### INSTRUCTIONS TO FOLLOW
Reproduce every line of the listing below verbatim, omitting the pictures.
— BEGIN DATA SHOWN —
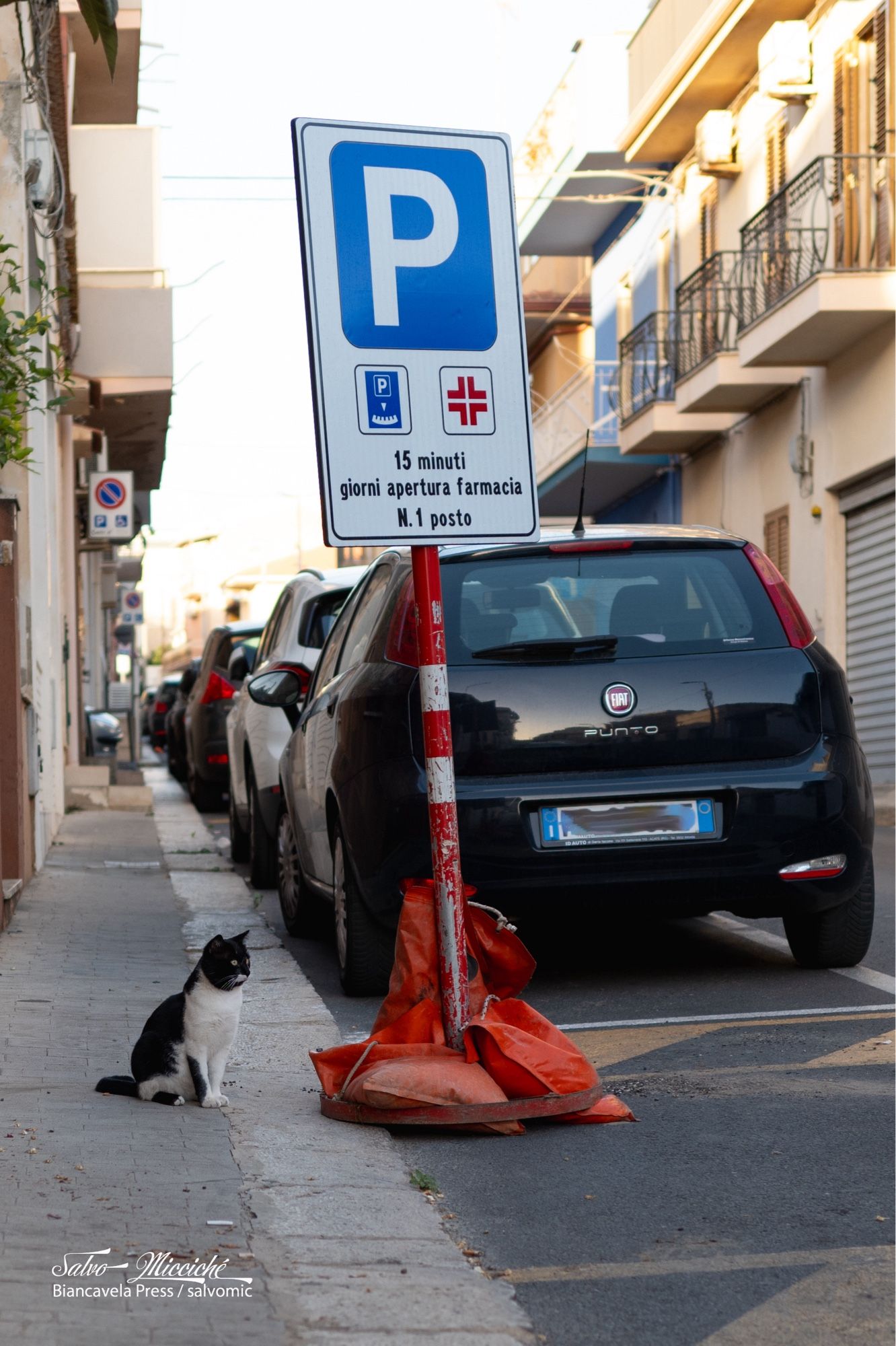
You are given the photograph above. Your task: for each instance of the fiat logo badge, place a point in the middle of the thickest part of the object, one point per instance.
(620, 699)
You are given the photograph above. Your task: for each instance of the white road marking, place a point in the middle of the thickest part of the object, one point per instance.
(723, 1018)
(745, 931)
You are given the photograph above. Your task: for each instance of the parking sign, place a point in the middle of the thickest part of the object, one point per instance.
(416, 334)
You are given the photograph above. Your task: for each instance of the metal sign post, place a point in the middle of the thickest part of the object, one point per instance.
(441, 791)
(420, 384)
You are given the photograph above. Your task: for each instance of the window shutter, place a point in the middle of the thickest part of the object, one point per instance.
(886, 184)
(708, 221)
(777, 538)
(781, 153)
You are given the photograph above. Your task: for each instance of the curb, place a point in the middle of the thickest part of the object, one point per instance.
(352, 1254)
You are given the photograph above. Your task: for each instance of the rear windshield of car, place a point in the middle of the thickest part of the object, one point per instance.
(326, 612)
(649, 604)
(231, 643)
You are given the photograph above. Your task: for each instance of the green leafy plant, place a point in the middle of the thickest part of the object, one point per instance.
(25, 352)
(100, 18)
(423, 1181)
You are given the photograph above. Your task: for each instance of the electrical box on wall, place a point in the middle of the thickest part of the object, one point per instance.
(716, 145)
(786, 61)
(38, 168)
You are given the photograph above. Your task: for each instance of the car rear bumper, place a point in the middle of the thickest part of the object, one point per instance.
(774, 815)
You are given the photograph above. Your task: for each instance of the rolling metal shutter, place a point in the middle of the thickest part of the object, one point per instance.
(871, 555)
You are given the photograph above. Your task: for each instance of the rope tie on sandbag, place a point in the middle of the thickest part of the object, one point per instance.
(357, 1068)
(504, 924)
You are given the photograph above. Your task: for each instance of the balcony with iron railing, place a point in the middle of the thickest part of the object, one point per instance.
(817, 263)
(648, 374)
(586, 404)
(710, 376)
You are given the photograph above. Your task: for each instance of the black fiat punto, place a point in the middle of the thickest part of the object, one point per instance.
(641, 717)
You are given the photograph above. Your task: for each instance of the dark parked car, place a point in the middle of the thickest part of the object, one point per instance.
(147, 699)
(177, 744)
(641, 719)
(209, 705)
(166, 694)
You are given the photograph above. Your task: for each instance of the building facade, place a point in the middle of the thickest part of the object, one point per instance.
(80, 223)
(750, 302)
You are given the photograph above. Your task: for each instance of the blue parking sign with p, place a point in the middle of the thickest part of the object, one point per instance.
(414, 247)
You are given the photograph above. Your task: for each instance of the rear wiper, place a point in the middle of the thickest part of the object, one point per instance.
(552, 652)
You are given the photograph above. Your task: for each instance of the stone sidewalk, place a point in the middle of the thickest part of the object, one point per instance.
(321, 1216)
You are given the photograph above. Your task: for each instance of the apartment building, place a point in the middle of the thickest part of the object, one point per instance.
(79, 215)
(749, 299)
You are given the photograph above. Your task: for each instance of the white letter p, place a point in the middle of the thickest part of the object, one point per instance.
(388, 252)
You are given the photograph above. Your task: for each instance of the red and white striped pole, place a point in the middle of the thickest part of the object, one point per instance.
(441, 789)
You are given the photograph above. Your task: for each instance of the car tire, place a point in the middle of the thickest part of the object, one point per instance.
(205, 795)
(837, 937)
(365, 951)
(263, 851)
(239, 835)
(303, 912)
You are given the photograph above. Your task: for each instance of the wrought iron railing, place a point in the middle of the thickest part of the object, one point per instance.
(586, 403)
(837, 215)
(708, 306)
(648, 365)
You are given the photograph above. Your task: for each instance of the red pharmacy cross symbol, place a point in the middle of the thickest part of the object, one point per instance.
(468, 400)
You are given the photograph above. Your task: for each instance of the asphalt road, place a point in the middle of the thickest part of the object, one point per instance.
(753, 1203)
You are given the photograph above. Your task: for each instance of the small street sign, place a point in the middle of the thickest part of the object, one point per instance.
(131, 612)
(416, 334)
(111, 505)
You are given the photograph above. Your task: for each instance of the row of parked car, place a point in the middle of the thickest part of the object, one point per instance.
(642, 719)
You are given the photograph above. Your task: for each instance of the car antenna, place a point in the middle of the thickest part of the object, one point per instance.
(579, 527)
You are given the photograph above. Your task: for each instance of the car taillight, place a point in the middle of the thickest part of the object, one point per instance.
(823, 867)
(402, 640)
(797, 625)
(299, 670)
(219, 690)
(610, 546)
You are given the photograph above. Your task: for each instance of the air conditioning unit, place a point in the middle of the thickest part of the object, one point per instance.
(786, 61)
(716, 145)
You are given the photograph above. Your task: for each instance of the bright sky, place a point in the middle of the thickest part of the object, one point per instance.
(224, 85)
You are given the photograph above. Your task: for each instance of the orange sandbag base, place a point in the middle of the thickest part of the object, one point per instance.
(516, 1064)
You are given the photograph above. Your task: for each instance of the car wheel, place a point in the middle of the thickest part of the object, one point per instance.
(364, 950)
(263, 851)
(239, 835)
(204, 795)
(303, 912)
(837, 937)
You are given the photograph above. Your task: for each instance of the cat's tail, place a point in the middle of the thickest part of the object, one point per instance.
(119, 1084)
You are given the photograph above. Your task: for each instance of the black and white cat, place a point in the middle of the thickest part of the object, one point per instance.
(182, 1052)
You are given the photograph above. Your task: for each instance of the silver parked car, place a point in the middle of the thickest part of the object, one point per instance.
(256, 734)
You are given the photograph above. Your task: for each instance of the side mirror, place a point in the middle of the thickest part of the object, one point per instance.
(239, 667)
(281, 688)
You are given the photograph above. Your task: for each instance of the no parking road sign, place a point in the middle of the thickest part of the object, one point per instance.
(111, 505)
(131, 608)
(416, 334)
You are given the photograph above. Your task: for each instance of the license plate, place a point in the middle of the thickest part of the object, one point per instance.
(634, 822)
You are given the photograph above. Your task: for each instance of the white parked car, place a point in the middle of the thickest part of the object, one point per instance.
(258, 734)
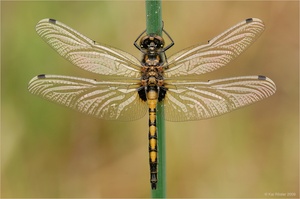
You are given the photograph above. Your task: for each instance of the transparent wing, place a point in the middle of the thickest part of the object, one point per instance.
(106, 100)
(217, 53)
(86, 53)
(199, 100)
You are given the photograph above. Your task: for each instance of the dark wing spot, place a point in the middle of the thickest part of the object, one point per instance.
(52, 21)
(261, 77)
(42, 76)
(249, 20)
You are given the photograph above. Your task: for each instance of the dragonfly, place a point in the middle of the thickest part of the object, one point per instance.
(128, 88)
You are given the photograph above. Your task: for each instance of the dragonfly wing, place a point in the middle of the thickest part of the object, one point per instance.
(106, 100)
(199, 100)
(217, 53)
(86, 53)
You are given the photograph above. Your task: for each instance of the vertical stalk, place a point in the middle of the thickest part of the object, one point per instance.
(154, 26)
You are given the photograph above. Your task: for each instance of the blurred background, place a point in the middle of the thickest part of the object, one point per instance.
(51, 151)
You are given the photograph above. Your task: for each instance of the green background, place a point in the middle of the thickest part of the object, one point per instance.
(50, 151)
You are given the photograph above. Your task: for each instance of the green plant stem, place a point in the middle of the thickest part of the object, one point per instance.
(154, 26)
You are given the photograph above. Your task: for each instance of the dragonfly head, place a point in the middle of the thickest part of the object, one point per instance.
(152, 44)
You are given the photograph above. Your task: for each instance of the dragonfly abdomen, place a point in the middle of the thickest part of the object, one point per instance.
(152, 96)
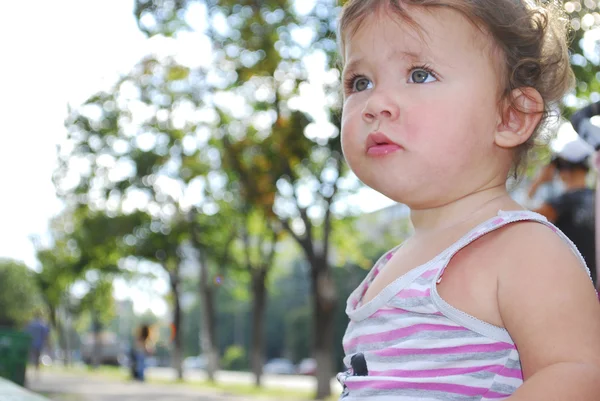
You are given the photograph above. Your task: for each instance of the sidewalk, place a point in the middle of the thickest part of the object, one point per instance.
(77, 387)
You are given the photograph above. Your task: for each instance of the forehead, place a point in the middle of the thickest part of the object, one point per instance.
(425, 32)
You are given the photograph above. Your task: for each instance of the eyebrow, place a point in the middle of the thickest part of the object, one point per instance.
(409, 55)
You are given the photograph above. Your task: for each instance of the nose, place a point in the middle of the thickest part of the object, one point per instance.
(380, 106)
— END DATA SHOWN —
### THE RESULT
You are given the photograph above. Your task: for each instance of the fiat logo badge, place a point in the middle of the thickest part of the object, one point per instance.
(620, 699)
You are given the photograph above. Your task: for each instance of the white road marking, place a point in the middle of the thickest part of the object, one point per instance.
(723, 1018)
(745, 931)
You are given the photograph above. Your task: for each instance of the parking sign, place a point in the middle of the thickest part of the object, one point per instance.
(416, 334)
You are given the photograph above. Your task: for each instance of the metal sign post, place a point in the middle of the thickest part of the object, one point per instance.
(441, 791)
(420, 384)
You are given the photograph above. Your task: for each instance of the window shutter, place a point in the middle of the thickest part of the object, one point per instance.
(886, 184)
(708, 221)
(777, 538)
(781, 153)
You are given the photograph above. Your task: for each instance of the curb, place a point in the middle of the thickest part of the object, one point per instance.
(352, 1254)
You are given the photograph above. Your task: for each instance of the rear windshield of car, place a point in the middle of the thickest part of the object, one point per instance.
(326, 612)
(649, 604)
(231, 643)
You are given the photograph above. Your task: for each instance of the green leafy plant, place a point in the middle of the thickest part of the object, one point per instance.
(25, 352)
(100, 18)
(423, 1181)
You are given the photograph above. Your task: for each instance of the electrical box on wall, place a point in the middle of the thickest part of the object, one point per instance.
(716, 145)
(786, 61)
(38, 168)
You are given the photograph above. Your task: for each instance of the car rear bumper, place a point in the middle of the thickest part of the object, one point per instance.
(774, 815)
You are given the photograph above. Your task: for each instance of the rolling metal shutter, place a point in the middle of the thickest part of the object, one point per instance.
(871, 555)
You are given the photograph above. Your task: for each instance of the rope tie on sandbag, place a point in the middle of the thickest part of the object, one point per instance.
(357, 1068)
(504, 924)
You are given the photograph above. Your task: for each instance of the balcony with iron railing, place a point in the middle of the thickest part of the object, one point per instance.
(817, 263)
(648, 374)
(586, 404)
(710, 376)
You are given the photograph above. Your task: for each instance of the black fiat punto, place a point in the middle of the thickest part of the object, one point per instance.
(641, 717)
You are given the photograph above. Your task: for each instance of the dark parked car, place a point in the middle of the thickest part of the object, one point per instance.
(147, 699)
(177, 744)
(641, 719)
(209, 705)
(166, 694)
You are given the photograph above. Your task: for each instance of the building facade, place a point in the middle of the thickest part of the object, one point per instance.
(80, 223)
(750, 302)
You are given the photograph above. Your task: for each instance of the blue parking sign with p, place a point in the middle of the thickest part of the object, one point per instance.
(414, 247)
You are given the photograph above. Your task: for each instance of the rear wiper, place a point in the middle of the thickest part of the object, one point per instance.
(552, 652)
You are given the photograph above. Your task: for each instance of the stone sidewalk, place a point in the middle of the thickest part of the object, one point per instance.
(321, 1216)
You are given the photograph above. Your task: for each instance of the apartment building, place a point in the middle of the thickest part of the object, one point per instance.
(79, 215)
(749, 299)
You are given the photograph above. Your task: for each instance of the white letter p, place a point in the middle of the thickest part of the object, one point per instance.
(388, 252)
You are given the photograph above. Your task: for each instance of the red and white striped pole, place a point in the middle of the thickest part of the object, one point per instance.
(441, 789)
You are given the photograph above. Your task: for each instance of the car tire, place a point in the middle of the thickest part of the object, one point per instance.
(205, 795)
(837, 937)
(365, 951)
(263, 851)
(239, 835)
(303, 912)
You are given the photograph above. Your task: for each instance of the wrought iron railing, place a point in the middle of the thickest part of the object, one point per instance.
(586, 403)
(837, 215)
(708, 306)
(648, 365)
You are given the photograph above. Your task: for each instance of the red pharmacy cross symbol, place a point in the middle of the thickest part of the object, one point per instance.
(468, 400)
You are given the photograph above. Your task: for each instance of the asphalt road, place a point in the middle of the thickest part of the object, one point per instance.
(753, 1203)
You are given the photograph above. Your task: for each instance of the small street sign, place a point in the middle of the thickest part of the object, one point per instance.
(131, 612)
(416, 334)
(111, 505)
You are given the photograph above. Your task: for each instance of the row of parked car, place a point in the middle of the thickest part of the object, one point per instance.
(642, 719)
You are given the photograph above. Your task: for each instance of the car antenna, place a point in the middle of the thickest part of the object, one point per instance.
(579, 527)
You are given the photograph above. Your task: for each instance of the car taillight, place a point in the middle of the thickest part of the object, one point per instance.
(823, 867)
(402, 640)
(797, 625)
(299, 670)
(219, 690)
(610, 546)
You are given the photograph above. Your task: for each instance of the air conditioning unit, place a point in the middle of the thickest part of the object, one point per instance.
(786, 61)
(716, 145)
You are given the photograph above. Your task: for each instance of the bright sky, place a point in the middle of the thickest part of the object, one point per instance.
(224, 85)
You are given the photograph above. Your task: for each instance of the orange sandbag base, place a point in the middle of the thickest part of the object, one point per instance.
(516, 1064)
You are given the photograph above. Your task: for each instance of the car wheel, place a point in the middle of the thickest part of the object, one point per instance.
(364, 950)
(263, 851)
(239, 835)
(204, 795)
(303, 912)
(837, 937)
You are given the photograph above. Your task: for each instance of the cat's tail, place a point in the middle of the thickest part of the object, one point per instance.
(119, 1084)
You are given the photograph above. Your task: for each instance of the black and white cat, place a point in the middle of the thickest part of the object, one point per instance.
(182, 1052)
You are given the photograph above. Your task: for each instance of the silver parked car, place a point in the middle of the thickest part of the object, one point per instance.
(256, 734)
You are given the photograph above. Your task: for each instance of the side mirror, place a point in the middle of the thickest part of the object, one point per instance.
(239, 667)
(281, 688)
You are given the photograph above. Your task: for each instance of the no parking road sign, place a point in the middle of the thickest part of the object, one point per instance.
(111, 505)
(131, 608)
(416, 334)
You are given the photograph above. Your task: for each instance of the license plate, place a point in the middle of the thickest part of the object, one point per instance.
(634, 822)
You are given the photograph above. Your task: for each instance of the white parked car, place a point in the middle of the thickest part of the object, one point per instance.
(258, 734)
You are given the photograph above. Your task: for each instance of the transparent wing, place a point in the middle of the thickest part of the object, one point per instance.
(106, 100)
(217, 53)
(86, 53)
(199, 100)
You are given the photograph above. Your task: for each instance of the dark wing spot, place a point in the middle of the thickest part of the object, one point per instance.
(52, 21)
(261, 77)
(42, 76)
(249, 20)
You are given the photograph above. Your task: for each instance of the dragonfly, place a point in the middle of the thickest part of the object, one point per instance.
(128, 88)
You are given the photograph above. Your task: for each instance of the dragonfly wing, place a point in the middle of the thickest part of the object, one point per instance.
(106, 100)
(199, 100)
(217, 53)
(86, 53)
You are given the photograph above. Your task: for each instance of the vertical stalk, place a point in the middle of the thickest part of the object, one point per instance.
(154, 26)
You are given the photograph above. Your task: for each instance of the blurred background, place a point in the middle of the thickest part of the object, one point per instance.
(51, 151)
You are given the photograph above. Your task: for each instance of the green background, place a point in the middle of the thickest part of the object, one point per instance.
(50, 151)
You are given the photograph above. Your task: for each instance of the green plant stem, place a point in the middle of the thickest part of the object, one point per instance.
(154, 26)
You are given the photograph above. Your task: for each instance of the dragonfly head, place a point in the middle of the thickest part of the object, one point per instance.
(152, 44)
You are given the photograph above. Your task: for each instance of the dragonfly abdomen, place a point in the middle of the thickest part of the object, one point per instance.
(152, 96)
You are given the photograph above. Your task: for each instance of the sidewalk, place a point in the middle of the thickest part of the object, one point per instance.
(77, 387)
You are given the photograph above. Your task: for each instance of the forehead, place a point in the middle of the thickest part of the object, one point per instance.
(425, 32)
You are given the photograph above. Your task: for each instance of the eyebrow, place a point in the middle of the thickest part of the object, one point per instance.
(409, 55)
You are given the photograph above. Your task: for each instance of the nose, place a point in the middle of the thickest part of the object, one point per instance.
(380, 106)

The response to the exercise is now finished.